§ Work to complete: Scale the part of the rows below that opens with the line containing "Target: bin wheel" and runs through the end of the rows, both ends included. Rewrite every line in that span, keeping the lines without numbers unchanged, and multiply each point coordinate in the answers by 2.45, rounding to whole numbers with halves rounded up.

§ Input:
+ + +
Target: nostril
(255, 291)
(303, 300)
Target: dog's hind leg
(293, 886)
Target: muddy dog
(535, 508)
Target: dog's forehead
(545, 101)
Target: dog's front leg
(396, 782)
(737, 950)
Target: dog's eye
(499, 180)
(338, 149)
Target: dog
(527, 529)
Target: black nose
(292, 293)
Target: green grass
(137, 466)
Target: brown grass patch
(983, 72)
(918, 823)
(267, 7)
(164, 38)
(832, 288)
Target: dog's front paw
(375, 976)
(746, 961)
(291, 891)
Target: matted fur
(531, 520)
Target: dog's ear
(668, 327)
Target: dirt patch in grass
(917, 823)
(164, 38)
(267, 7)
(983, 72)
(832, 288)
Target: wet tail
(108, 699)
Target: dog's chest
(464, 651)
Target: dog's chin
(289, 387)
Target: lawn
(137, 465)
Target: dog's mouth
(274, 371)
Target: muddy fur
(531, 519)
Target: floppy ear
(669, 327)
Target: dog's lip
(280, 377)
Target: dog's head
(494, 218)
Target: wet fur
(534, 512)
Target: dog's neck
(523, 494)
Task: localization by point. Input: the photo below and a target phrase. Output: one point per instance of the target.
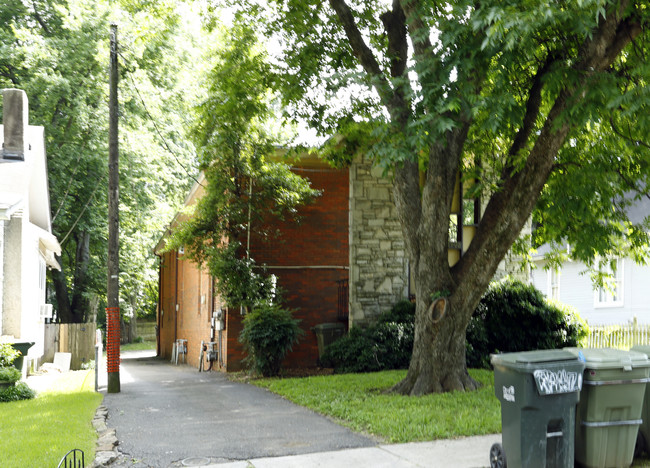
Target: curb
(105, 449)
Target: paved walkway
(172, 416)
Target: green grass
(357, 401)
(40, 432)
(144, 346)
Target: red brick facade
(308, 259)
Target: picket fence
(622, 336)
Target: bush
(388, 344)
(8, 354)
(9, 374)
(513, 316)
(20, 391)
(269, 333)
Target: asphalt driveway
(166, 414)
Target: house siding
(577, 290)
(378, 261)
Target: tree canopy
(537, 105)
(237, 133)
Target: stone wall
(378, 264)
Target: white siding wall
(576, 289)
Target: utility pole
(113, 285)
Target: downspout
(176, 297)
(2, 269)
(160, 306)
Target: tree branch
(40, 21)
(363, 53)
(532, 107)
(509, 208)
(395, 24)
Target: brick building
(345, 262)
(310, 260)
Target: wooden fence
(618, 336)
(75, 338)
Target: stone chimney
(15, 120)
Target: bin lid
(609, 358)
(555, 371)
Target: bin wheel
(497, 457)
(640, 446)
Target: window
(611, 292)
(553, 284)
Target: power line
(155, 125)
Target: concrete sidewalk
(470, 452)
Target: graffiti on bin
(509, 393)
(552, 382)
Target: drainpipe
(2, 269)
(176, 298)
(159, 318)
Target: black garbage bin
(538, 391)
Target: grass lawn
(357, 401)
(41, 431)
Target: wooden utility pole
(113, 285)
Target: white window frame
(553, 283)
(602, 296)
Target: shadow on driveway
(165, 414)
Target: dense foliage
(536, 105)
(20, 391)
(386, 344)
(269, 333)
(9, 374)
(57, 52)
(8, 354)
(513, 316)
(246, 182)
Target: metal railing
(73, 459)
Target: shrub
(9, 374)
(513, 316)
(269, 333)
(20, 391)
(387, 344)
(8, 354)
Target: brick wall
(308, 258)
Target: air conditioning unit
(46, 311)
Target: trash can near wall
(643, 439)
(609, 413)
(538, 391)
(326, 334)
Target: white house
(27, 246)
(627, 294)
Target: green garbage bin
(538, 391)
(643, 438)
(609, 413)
+ + +
§ Solution:
Target: bin wheel
(1218, 1120)
(1568, 1093)
Target: window
(1497, 715)
(1355, 696)
Target: power line
(380, 306)
Target: concrete sidewalk
(1152, 1107)
Target: graffiti on bin
(1247, 963)
(1352, 936)
Target: drainpipe
(5, 659)
(431, 730)
(390, 779)
Target: black garbage bin
(1318, 958)
Target: grass lawn
(875, 982)
(100, 1056)
Target: wooden utility pole
(277, 698)
Target: white window frame
(1355, 693)
(1475, 725)
Target: shadow on driveway
(404, 1014)
Target: dense foliage
(1313, 257)
(49, 958)
(946, 843)
(659, 816)
(22, 916)
(140, 127)
(20, 867)
(1257, 774)
(603, 446)
Target: metal railing
(179, 1125)
Target: shrub
(22, 916)
(1257, 774)
(659, 816)
(49, 958)
(948, 843)
(20, 867)
Target: brick wall
(755, 632)
Target: air conditioning unit
(113, 762)
Target: trash can near wall
(1575, 1076)
(1492, 1012)
(1318, 958)
(799, 818)
Target: white house
(66, 603)
(1536, 720)
Target: green garbage bin
(1318, 958)
(1575, 1073)
(1492, 1012)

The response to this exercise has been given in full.